▶ Given instruction:
Copy out word for word the lines of the entries below, starting at the line that contains "TARGET = pink flower" and ending at the final line of the entries.

• • • • • • •

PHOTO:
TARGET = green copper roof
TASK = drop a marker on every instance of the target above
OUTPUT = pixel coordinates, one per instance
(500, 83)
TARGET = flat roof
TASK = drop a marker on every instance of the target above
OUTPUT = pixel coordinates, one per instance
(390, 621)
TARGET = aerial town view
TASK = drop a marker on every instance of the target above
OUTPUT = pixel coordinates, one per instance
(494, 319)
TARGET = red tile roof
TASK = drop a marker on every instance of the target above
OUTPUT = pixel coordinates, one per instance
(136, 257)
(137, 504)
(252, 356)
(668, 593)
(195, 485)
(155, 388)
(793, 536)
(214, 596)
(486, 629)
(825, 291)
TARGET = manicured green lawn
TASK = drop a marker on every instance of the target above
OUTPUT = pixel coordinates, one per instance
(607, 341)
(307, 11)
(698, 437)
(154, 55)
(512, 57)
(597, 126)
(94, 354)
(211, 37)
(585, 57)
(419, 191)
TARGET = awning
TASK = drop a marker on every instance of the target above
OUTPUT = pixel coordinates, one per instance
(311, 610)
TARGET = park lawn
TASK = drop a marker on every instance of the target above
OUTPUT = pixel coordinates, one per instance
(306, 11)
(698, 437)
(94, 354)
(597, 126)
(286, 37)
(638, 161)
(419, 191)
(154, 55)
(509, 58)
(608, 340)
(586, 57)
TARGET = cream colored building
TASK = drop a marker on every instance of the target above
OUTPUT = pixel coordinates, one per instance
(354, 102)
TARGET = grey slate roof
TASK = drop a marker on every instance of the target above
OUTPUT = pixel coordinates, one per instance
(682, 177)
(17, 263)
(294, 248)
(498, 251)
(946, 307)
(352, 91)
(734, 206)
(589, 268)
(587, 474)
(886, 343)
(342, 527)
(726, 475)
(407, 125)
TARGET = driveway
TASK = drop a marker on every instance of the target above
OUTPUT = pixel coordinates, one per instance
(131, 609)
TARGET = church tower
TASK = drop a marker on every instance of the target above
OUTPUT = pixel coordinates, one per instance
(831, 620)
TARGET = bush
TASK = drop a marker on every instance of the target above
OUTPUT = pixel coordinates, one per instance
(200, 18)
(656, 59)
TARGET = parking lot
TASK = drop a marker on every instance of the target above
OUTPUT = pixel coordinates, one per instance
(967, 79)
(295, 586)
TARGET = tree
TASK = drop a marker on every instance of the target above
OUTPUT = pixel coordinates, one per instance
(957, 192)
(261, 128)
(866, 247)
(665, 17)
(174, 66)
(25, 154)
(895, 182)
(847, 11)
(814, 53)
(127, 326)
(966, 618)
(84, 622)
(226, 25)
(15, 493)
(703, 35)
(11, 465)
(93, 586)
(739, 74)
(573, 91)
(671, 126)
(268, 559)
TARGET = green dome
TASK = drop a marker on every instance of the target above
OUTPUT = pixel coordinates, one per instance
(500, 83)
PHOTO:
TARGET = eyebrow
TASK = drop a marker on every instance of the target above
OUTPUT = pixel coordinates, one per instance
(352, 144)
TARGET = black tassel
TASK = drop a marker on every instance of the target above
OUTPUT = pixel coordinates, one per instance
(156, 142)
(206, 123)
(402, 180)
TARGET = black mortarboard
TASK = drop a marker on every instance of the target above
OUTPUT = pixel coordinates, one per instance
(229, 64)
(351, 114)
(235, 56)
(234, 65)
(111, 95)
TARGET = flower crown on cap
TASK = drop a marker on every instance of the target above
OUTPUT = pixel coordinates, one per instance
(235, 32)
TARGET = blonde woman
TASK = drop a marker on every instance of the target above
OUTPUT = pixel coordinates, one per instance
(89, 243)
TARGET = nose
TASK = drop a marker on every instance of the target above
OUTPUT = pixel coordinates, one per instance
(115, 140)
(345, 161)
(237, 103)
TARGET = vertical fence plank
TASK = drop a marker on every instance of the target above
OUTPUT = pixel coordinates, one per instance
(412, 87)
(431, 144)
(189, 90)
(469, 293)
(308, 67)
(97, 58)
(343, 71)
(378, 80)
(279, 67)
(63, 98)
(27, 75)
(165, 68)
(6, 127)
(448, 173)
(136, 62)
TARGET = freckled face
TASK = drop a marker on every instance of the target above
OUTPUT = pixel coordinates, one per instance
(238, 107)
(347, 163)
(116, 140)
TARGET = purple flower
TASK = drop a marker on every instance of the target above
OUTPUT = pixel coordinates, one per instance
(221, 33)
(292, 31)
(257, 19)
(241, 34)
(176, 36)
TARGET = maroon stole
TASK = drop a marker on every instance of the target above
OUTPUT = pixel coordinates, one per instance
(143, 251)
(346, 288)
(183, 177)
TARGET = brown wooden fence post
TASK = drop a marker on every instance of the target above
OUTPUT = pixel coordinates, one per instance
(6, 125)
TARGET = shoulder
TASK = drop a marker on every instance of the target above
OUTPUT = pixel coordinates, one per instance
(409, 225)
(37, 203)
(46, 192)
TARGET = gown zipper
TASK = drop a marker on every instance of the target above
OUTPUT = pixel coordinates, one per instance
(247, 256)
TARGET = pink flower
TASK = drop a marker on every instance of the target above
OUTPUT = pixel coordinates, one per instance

• • • • • • •

▶ Exercise output:
TARGET = pink flower
TASK = drop a marker on every instance of the target above
OUTPUT = pixel coordinates, one per instance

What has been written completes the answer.